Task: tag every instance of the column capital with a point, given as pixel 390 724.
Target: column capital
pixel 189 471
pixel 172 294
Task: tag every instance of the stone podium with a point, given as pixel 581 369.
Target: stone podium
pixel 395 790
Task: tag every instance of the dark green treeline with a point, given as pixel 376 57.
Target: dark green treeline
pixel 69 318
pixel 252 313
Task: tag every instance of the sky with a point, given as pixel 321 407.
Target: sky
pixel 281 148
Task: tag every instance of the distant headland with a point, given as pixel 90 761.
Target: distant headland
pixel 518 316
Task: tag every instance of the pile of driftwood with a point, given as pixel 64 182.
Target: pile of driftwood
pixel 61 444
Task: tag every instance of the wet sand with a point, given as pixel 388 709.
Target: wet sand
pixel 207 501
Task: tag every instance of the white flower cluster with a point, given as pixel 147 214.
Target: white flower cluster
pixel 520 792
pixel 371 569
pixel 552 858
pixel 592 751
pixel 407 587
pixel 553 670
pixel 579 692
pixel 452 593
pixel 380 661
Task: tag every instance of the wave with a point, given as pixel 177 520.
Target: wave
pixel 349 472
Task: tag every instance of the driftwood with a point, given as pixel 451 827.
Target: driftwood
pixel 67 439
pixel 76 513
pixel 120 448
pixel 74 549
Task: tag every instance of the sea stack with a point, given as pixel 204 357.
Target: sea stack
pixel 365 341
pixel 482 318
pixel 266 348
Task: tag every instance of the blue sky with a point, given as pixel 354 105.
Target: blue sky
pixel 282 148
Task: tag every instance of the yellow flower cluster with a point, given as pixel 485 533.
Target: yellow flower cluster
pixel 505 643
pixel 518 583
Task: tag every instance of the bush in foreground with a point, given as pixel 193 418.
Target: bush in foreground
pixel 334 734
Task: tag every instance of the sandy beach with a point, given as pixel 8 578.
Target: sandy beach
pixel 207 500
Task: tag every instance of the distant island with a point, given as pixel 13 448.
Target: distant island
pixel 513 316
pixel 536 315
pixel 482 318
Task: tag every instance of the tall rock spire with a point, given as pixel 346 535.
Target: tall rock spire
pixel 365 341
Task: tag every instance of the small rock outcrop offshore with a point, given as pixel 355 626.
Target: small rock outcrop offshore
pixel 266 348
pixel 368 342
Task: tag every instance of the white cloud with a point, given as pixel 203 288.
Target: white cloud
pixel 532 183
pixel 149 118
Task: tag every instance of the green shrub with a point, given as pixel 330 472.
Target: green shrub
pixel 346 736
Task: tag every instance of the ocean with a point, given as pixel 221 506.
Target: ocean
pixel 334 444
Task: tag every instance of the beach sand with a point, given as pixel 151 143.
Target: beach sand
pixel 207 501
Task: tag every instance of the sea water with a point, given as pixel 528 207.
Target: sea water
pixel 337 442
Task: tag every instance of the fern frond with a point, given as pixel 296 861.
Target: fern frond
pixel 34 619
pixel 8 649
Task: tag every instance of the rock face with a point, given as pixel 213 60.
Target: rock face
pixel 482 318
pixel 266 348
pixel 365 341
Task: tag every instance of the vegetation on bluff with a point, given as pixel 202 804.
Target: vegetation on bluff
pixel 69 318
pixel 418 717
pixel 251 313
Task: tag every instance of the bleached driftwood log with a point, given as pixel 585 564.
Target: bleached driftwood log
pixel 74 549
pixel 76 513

= = =

• [PROBLEM TO WORK ON]: Reproduce all of the entries above word for word, with nothing added or left out.

• [ANSWER TO THE PROBLEM]:
Task: tag every instance of the column capital with a point, given as pixel 390 724.
Target: column capital
pixel 189 471
pixel 172 294
Task: tag every instance of the stone podium with a point, given as pixel 581 369.
Target: stone podium
pixel 395 790
Task: tag every instance of the dark green treeline with a point, given as pixel 376 57.
Target: dark green treeline
pixel 69 318
pixel 252 313
Task: tag every instance of the sky with a point, given as pixel 321 407.
Target: sky
pixel 281 148
Task: tag every instance of the distant headland with a point, given as pixel 90 761.
Target: distant headland
pixel 518 316
Task: tag every instance of the pile of driftwood with a point, given as pixel 64 182.
Target: pile of driftwood
pixel 61 444
Task: tag every instance of the wet sand with a point, given as pixel 388 709.
Target: wet sand
pixel 207 501
Task: tag every instance of the white flower cluster with a point, given as pixel 147 214.
Target: white flower cluster
pixel 520 792
pixel 371 569
pixel 552 858
pixel 592 751
pixel 407 587
pixel 553 670
pixel 579 692
pixel 452 593
pixel 380 661
Task: tag every instance of the wave with a point, given as pixel 177 520.
Target: wave
pixel 349 472
Task: tag every instance of the driftwood with a point, given as pixel 451 827.
Target: driftwood
pixel 67 439
pixel 76 513
pixel 120 448
pixel 74 549
Task: tag every instance of the sea stack with a point, given as pixel 204 357.
Target: sea stack
pixel 365 341
pixel 482 318
pixel 266 348
Task: tag every instance of the blue sky with a point, given as pixel 354 105.
Target: blue sky
pixel 282 148
Task: tag every instance of the yellow flower cluster with a point, given as pixel 485 533.
Target: yellow flower cluster
pixel 505 643
pixel 518 583
Task: tag every instance of the bush in foreground with a point, given as pixel 193 418.
Target: bush in foreground
pixel 334 734
Task: tag every instance of the sandy beach with a point, given as pixel 8 578.
Target: sandy beach
pixel 207 500
Task: tag every instance of the distant island with a point, given as pixel 13 448.
Target: distant island
pixel 513 316
pixel 536 315
pixel 482 318
Task: tag every instance of the tall rock spire with a point, given as pixel 346 535.
Target: tall rock spire
pixel 365 341
Task: tag every instance of the small rock outcrop offshore with a point, given as pixel 355 626.
Target: small rock outcrop offshore
pixel 266 348
pixel 368 342
Task: tag every instance of the white cloud with a point, given as pixel 203 288.
Target: white cloud
pixel 532 183
pixel 149 118
Task: tag every instance of the green shrub with a point, given as pixel 330 472.
Target: green shrub
pixel 346 736
Task: tag every instance of the ocean with a point, given as pixel 221 506.
Target: ocean
pixel 334 444
Task: tag every instance of the beach sand with a point, given as pixel 151 143.
Target: beach sand
pixel 207 501
Task: tag every instance of the sea water with a point, given as pixel 528 207.
Target: sea water
pixel 337 442
Task: tag every instance of the fern frond with a point, given as pixel 296 861.
Target: fern frond
pixel 34 619
pixel 8 649
Task: tag every instance of the rock face with a point, given as pixel 213 60.
Target: rock face
pixel 482 318
pixel 266 348
pixel 365 341
Task: tag every instance of the vegetation on bluff with a point, given as pixel 202 804.
Target: vegetation on bluff
pixel 69 318
pixel 418 717
pixel 251 313
Task: tag every instance of the bleached driftwood log with a point, given as pixel 585 564.
Target: bleached driftwood log
pixel 74 549
pixel 76 513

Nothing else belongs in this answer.